* PROBLEM STATEMENT
Write every entry out again with no changes, and leave the images behind.

* DATASET ENTRIES
+++++

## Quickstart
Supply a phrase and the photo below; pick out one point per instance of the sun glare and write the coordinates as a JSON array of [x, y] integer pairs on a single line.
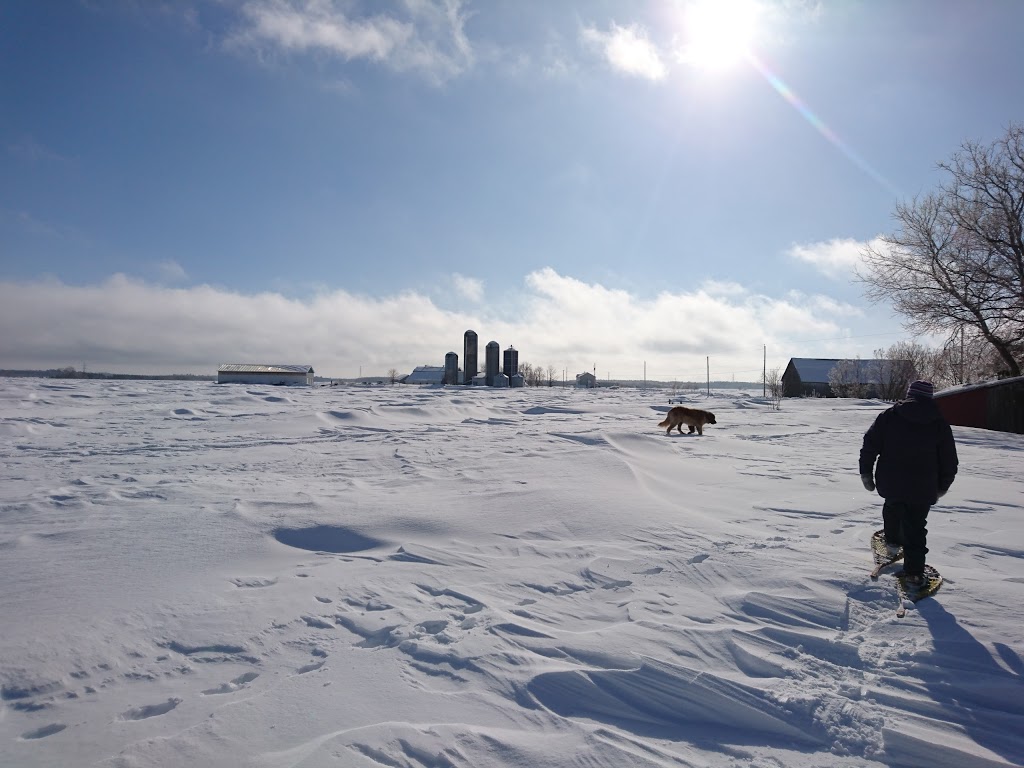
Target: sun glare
[[718, 34]]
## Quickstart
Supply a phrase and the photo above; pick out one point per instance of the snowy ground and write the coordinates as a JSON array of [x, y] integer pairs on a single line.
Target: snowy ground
[[202, 574]]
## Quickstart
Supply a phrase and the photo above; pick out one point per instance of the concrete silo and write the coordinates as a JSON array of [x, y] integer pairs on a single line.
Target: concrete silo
[[451, 368], [469, 355], [511, 363], [491, 361]]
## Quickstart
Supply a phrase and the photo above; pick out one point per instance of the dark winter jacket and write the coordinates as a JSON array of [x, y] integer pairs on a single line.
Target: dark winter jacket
[[915, 452]]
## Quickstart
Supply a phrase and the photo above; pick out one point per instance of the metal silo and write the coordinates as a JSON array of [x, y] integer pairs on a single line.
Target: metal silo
[[511, 363], [469, 355], [451, 368], [492, 353]]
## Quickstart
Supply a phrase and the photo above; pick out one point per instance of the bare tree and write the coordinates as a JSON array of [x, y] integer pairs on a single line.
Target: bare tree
[[848, 379], [896, 367], [956, 260], [773, 380]]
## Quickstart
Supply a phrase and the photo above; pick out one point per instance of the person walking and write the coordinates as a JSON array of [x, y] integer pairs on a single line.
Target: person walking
[[916, 464]]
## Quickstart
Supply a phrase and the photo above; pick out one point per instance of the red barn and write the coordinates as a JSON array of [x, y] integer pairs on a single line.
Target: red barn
[[993, 404]]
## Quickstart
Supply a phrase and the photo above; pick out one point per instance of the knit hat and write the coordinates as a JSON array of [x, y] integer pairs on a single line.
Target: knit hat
[[921, 390]]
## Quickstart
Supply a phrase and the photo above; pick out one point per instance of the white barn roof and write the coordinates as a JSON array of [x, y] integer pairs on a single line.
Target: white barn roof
[[259, 368], [426, 375]]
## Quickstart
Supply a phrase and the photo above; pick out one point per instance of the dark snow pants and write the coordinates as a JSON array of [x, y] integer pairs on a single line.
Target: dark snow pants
[[906, 524]]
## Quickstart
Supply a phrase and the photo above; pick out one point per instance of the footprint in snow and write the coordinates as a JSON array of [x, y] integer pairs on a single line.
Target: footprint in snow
[[237, 684], [46, 730], [151, 711]]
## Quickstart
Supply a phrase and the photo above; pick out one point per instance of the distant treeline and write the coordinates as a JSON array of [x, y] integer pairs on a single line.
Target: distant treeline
[[71, 373]]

+++++

* WRITTEN ANSWER
## Quickstart
Supply a phrase and the photo below; pick out one point per instance of the sun glare and write the coordinates as a JSON array of [x, y] integer pairs on a single line.
Target: sun glare
[[718, 34]]
## Quickstart
Supply a phrase and the photo above; pick out one point per instance of the snowy ground and write the coordinates as a JSON array of [x, y] integer pairs on a single line.
Target: snowy ground
[[202, 574]]
## Quickstart
Supply a phrase and the photo above; pick out one point per instance of the concrete silo and write the coordinates as a JSON array of [x, y] integer pairs on a single line.
Target: concrete silo
[[451, 368], [469, 355], [511, 363], [491, 361]]
## Quickstart
Supply a phrase and the photo above; pick out one point per instance of the dark winter jacket and write the coordinates as a JSON array of [x, y] integer pairs on a single line.
Target: dark winter jacket
[[915, 452]]
## Quickstart
Supply a phrase and the photo above; pick out one point per instance of the metal silo and write the coordinates as a JSON array of [x, y] integer pairs on a single line.
Target: metal silo
[[511, 363], [469, 355], [451, 368], [492, 353]]
## Quickstart
Supply a phrase and the photo above; pick out one point per instance of the bare tree and write the coordinates as a JSON array of [x, y] integer pairs on a single line.
Target: bare tree
[[848, 379], [896, 367], [956, 260], [773, 380]]
## Quickstart
Supply a phrase and the photo above; pick out one point per instance of the person walking and write the coordinates as a JSON array of [x, y] integer pairs on a single line.
Target: person walking
[[916, 464]]
## Quickstart
Supply a phrase and the photo above; pick out one point per instance of the red barn and write the coordinates as a JSON array of [x, y] integer pairs on a single line.
Target: red barn
[[993, 404]]
## Quickstart
Supply a phrase and the photo above; pick out one point per instance of the knit hat and write the coordinates as a JSON array of [x, y] integer pairs on a single line.
Target: knit hat
[[921, 390]]
## Quickstart
Supply a phrase and the photo above; pick out one point per instance of the white barn roof and write the coordinates as a JSON array of [x, y] integer pairs on a single line.
Target: white barn roof
[[259, 368], [426, 375]]
## Quickstart
Supply a phrase and the photo above; pick out one point per instance of the dark snow pants and write the coordinates as a JSON array of [x, y] integer pairs on a single line.
Target: dark snow pants
[[906, 524]]
## Quickstart
Supply a phrase and the photo above; pick out one point per instance of the footprint in snow and write the coordinates as a JSON array of [x, y] integer pairs on a single line.
Target: footprint in snow
[[237, 684], [46, 730], [151, 711]]
## Quickstart
Supply a phrase and the photo above; pick out one point per instance of the distant treeline and write the coordinates as a JSON array of [x, y] integer pairs on a single line.
Target: distant treeline
[[71, 373]]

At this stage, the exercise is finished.